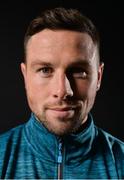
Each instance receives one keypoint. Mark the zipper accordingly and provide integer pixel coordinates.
(60, 160)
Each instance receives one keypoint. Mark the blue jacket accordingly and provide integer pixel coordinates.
(30, 151)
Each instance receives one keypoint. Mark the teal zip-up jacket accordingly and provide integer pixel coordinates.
(30, 151)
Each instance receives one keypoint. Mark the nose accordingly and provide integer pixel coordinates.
(63, 89)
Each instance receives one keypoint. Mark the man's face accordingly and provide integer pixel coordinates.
(62, 75)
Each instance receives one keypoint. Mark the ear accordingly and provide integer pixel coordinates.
(24, 71)
(100, 74)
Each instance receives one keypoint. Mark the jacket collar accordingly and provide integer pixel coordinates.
(46, 145)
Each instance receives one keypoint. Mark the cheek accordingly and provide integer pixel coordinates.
(85, 90)
(37, 92)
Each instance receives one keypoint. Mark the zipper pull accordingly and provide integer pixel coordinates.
(60, 153)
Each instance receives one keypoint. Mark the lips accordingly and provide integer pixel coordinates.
(62, 112)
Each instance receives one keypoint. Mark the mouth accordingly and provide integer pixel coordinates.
(62, 112)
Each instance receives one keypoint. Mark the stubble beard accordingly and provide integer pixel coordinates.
(62, 126)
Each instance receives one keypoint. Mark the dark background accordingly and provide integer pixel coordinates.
(109, 19)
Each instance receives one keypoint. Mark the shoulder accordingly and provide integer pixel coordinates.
(108, 140)
(11, 136)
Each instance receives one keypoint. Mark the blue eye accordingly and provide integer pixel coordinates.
(46, 71)
(78, 72)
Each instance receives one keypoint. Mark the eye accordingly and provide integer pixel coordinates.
(78, 72)
(45, 71)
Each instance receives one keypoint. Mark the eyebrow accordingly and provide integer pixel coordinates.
(79, 62)
(39, 63)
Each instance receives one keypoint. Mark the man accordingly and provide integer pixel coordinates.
(62, 74)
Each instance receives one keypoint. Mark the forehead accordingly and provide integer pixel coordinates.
(61, 44)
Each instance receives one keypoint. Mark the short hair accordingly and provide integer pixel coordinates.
(62, 19)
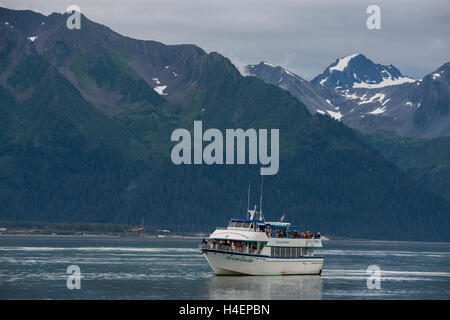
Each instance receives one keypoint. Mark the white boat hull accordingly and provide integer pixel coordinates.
(230, 263)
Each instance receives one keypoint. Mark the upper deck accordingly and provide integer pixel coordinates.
(276, 234)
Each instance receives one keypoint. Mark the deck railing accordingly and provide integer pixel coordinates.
(224, 247)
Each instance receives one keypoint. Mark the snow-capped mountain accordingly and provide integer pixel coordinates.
(356, 71)
(370, 97)
(300, 88)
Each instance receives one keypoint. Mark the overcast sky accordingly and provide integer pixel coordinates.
(303, 36)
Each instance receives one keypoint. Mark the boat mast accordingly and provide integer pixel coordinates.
(248, 200)
(260, 199)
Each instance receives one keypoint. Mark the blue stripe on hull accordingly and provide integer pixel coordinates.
(258, 255)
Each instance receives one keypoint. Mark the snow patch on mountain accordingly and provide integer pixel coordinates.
(386, 82)
(342, 63)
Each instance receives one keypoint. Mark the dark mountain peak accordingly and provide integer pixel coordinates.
(357, 71)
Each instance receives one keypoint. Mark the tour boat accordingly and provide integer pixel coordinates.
(253, 246)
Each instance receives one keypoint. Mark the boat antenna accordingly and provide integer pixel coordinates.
(260, 200)
(248, 199)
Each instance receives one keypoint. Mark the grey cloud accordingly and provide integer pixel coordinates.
(303, 36)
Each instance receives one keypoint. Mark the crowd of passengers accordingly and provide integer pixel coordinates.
(293, 234)
(230, 245)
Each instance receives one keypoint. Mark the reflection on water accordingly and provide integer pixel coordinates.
(34, 267)
(265, 287)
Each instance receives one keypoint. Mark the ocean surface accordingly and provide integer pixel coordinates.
(34, 267)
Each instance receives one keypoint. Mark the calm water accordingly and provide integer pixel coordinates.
(34, 267)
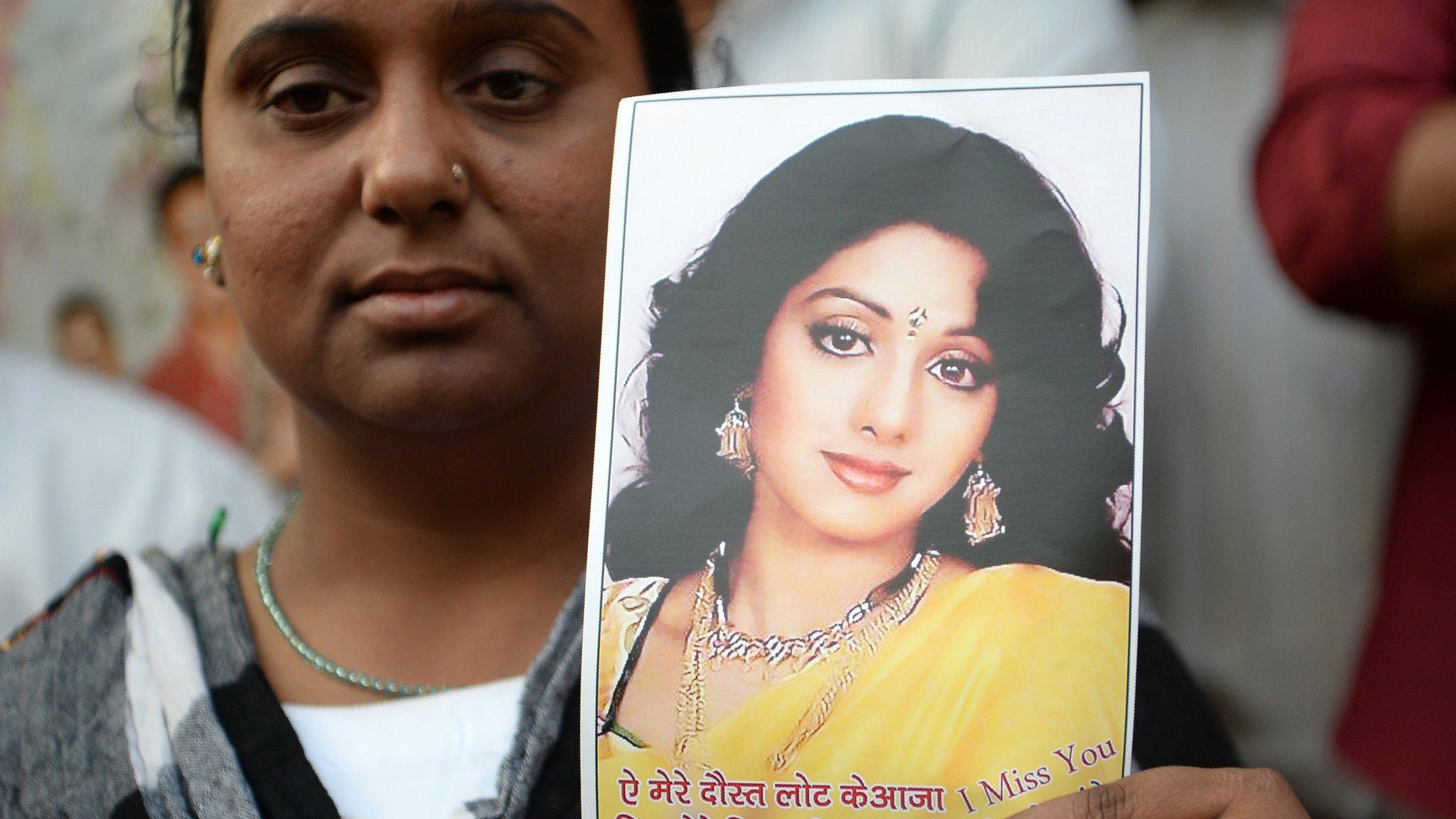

○ ○ ○ ○ ○

> [ACTIVITY]:
Begin with the line containing "Each instance receives one keypoint. Mark the boat antenna", stop at the last line of the records above, and copy every line in between exactly, both ends included, with no pictures.

> [TASK ANSWER]:
Each instance receives one keypoint. Mark the boat antenna accordingly and provide integer pixel coordinates.
(260, 200)
(248, 199)
Each instance receives one keypoint. Mark the grey cloud accordingly and provide integer pixel coordinates.
(303, 36)
Each instance receives one keypoint. Mark the crowd of passengers accordingly and provide integer pixel coordinates.
(293, 234)
(230, 245)
Each instance receives one keypoint. Mark the reflection on water accordingly and provide integer pixel coordinates.
(34, 267)
(265, 287)
Each instance receives one keypoint. Mark the ocean surface accordingly and provide integer pixel coordinates.
(34, 267)
Each instance receives one keypoint. Mark the calm water accordingly and provide integer pixel coordinates.
(34, 267)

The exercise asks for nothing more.